Your objective -
Pull out the lines of the records below from the one containing "# Trace the outline of every instance of the boat side." through the one containing "157), (117, 157)]]", both included, and reproduce them character for character.

Data excerpts -
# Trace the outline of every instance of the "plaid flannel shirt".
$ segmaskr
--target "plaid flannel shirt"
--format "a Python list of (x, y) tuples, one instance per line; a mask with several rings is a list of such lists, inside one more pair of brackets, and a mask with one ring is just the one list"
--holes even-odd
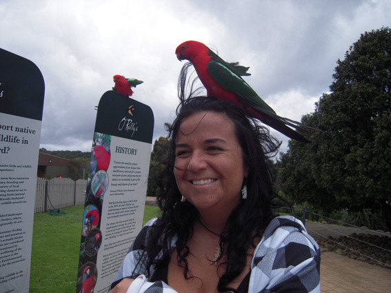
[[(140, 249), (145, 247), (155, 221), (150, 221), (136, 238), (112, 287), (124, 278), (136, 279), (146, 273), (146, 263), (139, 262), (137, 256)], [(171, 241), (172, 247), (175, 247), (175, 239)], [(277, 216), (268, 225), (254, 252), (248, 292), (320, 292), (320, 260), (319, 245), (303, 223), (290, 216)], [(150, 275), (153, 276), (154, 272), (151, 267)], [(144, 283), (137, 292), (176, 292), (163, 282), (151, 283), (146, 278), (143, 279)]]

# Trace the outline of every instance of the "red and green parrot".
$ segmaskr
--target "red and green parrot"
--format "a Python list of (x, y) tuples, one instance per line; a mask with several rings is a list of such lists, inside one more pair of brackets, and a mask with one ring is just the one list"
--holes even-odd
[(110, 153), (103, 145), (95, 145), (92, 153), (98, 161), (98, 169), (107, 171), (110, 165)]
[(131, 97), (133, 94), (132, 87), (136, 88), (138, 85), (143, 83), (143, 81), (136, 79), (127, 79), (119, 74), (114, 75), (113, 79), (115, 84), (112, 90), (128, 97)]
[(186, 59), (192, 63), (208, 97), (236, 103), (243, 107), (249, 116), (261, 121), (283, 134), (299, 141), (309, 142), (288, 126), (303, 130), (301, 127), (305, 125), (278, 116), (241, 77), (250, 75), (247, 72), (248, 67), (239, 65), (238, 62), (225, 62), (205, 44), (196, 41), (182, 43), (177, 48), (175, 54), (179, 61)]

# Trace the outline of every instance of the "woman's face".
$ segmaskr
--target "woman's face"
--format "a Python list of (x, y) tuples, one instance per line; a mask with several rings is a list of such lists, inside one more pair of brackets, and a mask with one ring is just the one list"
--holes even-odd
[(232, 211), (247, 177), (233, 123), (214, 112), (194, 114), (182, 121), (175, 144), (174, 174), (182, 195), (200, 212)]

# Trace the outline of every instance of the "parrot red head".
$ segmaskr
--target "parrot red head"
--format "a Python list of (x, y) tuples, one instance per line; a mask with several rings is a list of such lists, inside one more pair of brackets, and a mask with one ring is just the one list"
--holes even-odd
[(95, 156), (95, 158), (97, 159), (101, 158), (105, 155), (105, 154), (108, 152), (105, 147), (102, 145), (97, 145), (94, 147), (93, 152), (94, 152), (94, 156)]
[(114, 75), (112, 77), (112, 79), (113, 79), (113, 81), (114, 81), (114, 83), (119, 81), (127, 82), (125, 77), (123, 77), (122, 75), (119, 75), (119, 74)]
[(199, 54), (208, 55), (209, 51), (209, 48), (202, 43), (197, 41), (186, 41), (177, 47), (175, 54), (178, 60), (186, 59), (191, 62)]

--

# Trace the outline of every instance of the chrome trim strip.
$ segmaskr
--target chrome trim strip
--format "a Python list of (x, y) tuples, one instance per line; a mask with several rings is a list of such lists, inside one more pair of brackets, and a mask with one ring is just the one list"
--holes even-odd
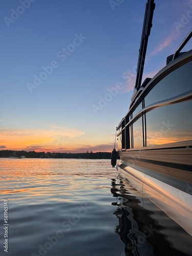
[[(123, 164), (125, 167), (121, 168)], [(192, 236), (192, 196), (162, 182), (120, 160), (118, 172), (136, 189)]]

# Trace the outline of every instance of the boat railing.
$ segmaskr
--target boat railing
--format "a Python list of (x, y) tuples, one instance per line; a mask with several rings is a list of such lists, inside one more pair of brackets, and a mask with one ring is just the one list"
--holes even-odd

* * *

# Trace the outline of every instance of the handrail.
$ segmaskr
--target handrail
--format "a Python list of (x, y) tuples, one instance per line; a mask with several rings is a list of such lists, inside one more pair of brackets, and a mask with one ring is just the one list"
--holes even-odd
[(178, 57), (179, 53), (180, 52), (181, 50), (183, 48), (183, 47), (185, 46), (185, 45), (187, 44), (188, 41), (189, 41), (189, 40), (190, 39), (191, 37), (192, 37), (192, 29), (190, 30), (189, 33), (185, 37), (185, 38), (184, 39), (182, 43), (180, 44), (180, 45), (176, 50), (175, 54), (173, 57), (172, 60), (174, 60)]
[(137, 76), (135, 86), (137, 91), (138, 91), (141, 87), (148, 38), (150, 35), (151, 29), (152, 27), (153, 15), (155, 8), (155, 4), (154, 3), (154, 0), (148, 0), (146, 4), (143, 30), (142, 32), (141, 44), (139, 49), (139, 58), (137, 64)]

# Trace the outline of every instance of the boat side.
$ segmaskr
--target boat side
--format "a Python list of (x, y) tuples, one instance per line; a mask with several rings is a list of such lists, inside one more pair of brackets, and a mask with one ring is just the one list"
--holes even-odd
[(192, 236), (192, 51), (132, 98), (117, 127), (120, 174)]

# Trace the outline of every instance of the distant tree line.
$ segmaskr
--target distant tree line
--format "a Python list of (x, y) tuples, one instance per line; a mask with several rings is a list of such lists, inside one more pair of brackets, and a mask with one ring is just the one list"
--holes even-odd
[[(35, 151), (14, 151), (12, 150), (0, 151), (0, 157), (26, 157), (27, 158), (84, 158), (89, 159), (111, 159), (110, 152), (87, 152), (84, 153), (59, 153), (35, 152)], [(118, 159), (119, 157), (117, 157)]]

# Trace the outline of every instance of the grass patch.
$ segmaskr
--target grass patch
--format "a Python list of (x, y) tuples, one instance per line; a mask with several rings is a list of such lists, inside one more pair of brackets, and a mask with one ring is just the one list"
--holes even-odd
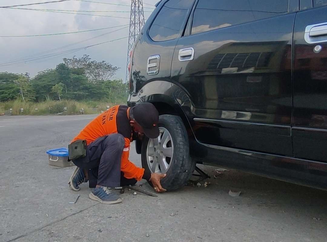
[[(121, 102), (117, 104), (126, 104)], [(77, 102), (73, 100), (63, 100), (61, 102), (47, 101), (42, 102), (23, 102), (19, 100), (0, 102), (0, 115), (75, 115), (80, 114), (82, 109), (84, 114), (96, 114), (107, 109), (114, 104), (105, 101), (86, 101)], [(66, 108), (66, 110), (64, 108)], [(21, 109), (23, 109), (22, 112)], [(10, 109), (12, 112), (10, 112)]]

Final result -
# Trace the outline of every instance of the boat side.
$ segmaskr
--target boat side
--format "a Python list of (x, y) tuples, one instance per line; a mask with several rings is a list of such lists, inside one more pair of brackets, and a mask with one ring is just the one list"
--holes even-odd
[(192, 236), (192, 51), (132, 98), (117, 127), (120, 174)]

# Trace the outline of every instance of the distant tree line.
$ segmaskr
--target distant tree line
--format "a Python list of (x, y) tuples, one instance per line; a mask with several rings is a list of such lists, inside one more pair of brackets, and a mask with one ring is just the one list"
--holes even-odd
[[(35, 151), (14, 151), (12, 150), (0, 151), (0, 157), (26, 157), (27, 158), (84, 158), (89, 159), (111, 159), (110, 152), (87, 152), (84, 153), (59, 153), (35, 152)], [(118, 159), (119, 157), (117, 157)]]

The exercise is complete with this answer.